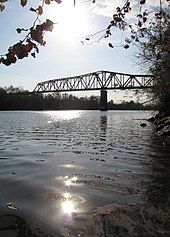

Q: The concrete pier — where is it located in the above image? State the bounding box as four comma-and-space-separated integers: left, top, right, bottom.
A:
100, 89, 107, 111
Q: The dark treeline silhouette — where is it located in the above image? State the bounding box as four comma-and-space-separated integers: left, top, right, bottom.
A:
0, 86, 153, 110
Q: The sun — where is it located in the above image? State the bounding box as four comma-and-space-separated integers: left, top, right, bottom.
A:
48, 0, 88, 40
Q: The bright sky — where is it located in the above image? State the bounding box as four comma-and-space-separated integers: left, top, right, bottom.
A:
0, 0, 163, 102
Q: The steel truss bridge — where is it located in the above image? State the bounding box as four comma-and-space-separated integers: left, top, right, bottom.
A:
33, 71, 154, 110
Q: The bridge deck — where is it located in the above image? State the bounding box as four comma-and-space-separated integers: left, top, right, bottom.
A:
33, 71, 154, 93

Stated goal:
Rewrite all of the data above, changing each "bounding box" to "enclosing rectangle" and leaving everything else as it is. Omit the pictures from your version.

Complete answer:
Q: The concrete pier — where is it located in the above image? State the enclosing rectangle as four comma-and-space-separated integers: left, top, right, bottom.
A:
100, 89, 107, 111
Q: The dark treeline silhouette — where is it located in the above image? State the enclosing rectangle as four comma-and-space-separated integers: left, top, right, bottom.
A:
0, 86, 153, 110
Q: The sun — where is it located in the above image? State the enclosing rectangle as four comma-and-space-separated integers: left, top, right, bottom.
A:
48, 0, 88, 40
Q: The bright sky — where is it located in the above image? State the enclosing rectangle as four comma-and-space-separated integers: left, top, right, bottom.
A:
0, 0, 163, 102
Q: The steel truss bridge — where is it located in the above image? State the enclosing rectangle as four comma-and-space-separated integers: left, top, right, bottom.
A:
33, 71, 154, 110
Q: The bridge deck — where is it located in the above image? State the enclosing rectangle as four comma-and-space-separated integers: left, top, right, bottom.
A:
33, 71, 154, 93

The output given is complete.